[Photo-based referring expression data]
[Start of Attachment]

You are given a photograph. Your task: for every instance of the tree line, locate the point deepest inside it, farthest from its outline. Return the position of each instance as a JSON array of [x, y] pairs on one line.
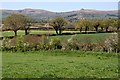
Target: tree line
[[16, 22]]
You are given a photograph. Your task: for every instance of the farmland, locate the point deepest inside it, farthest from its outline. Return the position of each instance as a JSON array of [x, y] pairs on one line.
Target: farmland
[[60, 64], [93, 36]]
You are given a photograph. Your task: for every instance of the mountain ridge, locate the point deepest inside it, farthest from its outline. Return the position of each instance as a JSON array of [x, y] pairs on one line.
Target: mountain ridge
[[40, 14]]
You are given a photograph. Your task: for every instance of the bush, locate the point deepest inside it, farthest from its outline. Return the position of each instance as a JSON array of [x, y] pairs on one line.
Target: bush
[[111, 43]]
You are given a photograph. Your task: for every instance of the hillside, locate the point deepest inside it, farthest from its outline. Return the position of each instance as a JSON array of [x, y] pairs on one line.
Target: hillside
[[39, 14]]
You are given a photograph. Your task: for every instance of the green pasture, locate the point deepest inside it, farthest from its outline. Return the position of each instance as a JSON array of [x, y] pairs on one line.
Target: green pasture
[[21, 32], [59, 64], [93, 37]]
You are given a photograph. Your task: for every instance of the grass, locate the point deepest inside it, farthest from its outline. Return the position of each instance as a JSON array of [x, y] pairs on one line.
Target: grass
[[93, 38], [21, 32], [60, 64]]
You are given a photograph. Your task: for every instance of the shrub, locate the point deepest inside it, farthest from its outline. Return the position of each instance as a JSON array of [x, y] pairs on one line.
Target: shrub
[[111, 43], [55, 44]]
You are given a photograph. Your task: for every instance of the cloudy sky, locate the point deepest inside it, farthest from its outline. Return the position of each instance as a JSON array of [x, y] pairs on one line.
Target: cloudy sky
[[60, 6]]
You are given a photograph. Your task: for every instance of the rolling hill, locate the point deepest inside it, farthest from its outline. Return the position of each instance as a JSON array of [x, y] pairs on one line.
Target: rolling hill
[[39, 14]]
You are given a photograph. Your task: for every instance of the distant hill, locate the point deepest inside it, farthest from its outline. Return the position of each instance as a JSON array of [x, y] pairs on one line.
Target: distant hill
[[39, 14]]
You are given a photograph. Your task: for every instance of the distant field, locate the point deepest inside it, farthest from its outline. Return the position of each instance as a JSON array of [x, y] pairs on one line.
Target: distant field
[[81, 37], [60, 64], [21, 32]]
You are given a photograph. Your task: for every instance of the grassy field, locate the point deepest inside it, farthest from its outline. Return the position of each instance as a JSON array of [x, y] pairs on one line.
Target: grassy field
[[21, 32], [80, 37], [60, 64]]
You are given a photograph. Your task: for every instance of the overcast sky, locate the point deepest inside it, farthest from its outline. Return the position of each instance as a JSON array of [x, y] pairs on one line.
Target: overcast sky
[[60, 6]]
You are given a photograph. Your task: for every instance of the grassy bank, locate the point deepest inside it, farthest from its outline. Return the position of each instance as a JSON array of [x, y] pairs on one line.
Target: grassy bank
[[60, 64]]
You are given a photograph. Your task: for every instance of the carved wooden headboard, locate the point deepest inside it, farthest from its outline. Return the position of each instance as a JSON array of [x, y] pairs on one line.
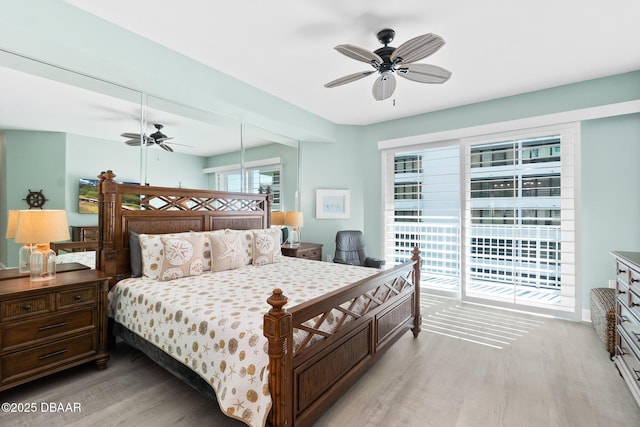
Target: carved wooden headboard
[[160, 210]]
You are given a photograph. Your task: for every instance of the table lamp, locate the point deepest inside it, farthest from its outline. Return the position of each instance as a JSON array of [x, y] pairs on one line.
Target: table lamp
[[277, 219], [26, 249], [294, 219], [42, 226]]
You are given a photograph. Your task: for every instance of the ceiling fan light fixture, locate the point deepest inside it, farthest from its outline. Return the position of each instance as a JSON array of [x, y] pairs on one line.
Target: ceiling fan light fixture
[[387, 60]]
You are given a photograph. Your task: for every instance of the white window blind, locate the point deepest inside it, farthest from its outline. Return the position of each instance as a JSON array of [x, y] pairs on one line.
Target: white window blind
[[494, 215]]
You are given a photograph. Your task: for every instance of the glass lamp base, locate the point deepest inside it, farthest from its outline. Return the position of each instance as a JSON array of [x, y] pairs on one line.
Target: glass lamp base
[[43, 263], [24, 256]]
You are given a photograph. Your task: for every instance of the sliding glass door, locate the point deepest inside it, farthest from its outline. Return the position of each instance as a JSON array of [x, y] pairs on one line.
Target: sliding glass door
[[493, 216], [426, 212]]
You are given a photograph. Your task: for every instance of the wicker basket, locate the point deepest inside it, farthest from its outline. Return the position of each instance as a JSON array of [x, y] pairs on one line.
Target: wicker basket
[[603, 316]]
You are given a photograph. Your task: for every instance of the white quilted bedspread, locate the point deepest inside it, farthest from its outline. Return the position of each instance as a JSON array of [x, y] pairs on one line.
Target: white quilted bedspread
[[213, 322]]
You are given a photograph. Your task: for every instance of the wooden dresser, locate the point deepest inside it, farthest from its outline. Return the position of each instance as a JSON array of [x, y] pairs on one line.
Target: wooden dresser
[[84, 233], [628, 319], [303, 250], [52, 325]]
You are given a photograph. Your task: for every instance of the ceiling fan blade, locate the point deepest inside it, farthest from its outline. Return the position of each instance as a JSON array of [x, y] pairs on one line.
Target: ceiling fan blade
[[163, 139], [165, 147], [384, 86], [348, 79], [130, 135], [417, 48], [359, 53], [182, 145], [424, 73]]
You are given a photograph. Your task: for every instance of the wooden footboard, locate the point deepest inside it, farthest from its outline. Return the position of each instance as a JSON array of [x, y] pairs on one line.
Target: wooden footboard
[[308, 376]]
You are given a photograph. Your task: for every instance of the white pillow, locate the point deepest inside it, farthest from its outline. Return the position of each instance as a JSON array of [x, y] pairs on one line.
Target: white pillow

[End of Attachment]

What is required:
Only lines of the data holding the word "pillow" go in the answer. Please copy each of them.

Response to the exercise:
You are given a photograph. Your task: for every instance of the white pillow, locate the point deepest inside it, farthest from its outline. Return the position of each instance as a JSON array of [x, y] pairs on one line.
Target: white pillow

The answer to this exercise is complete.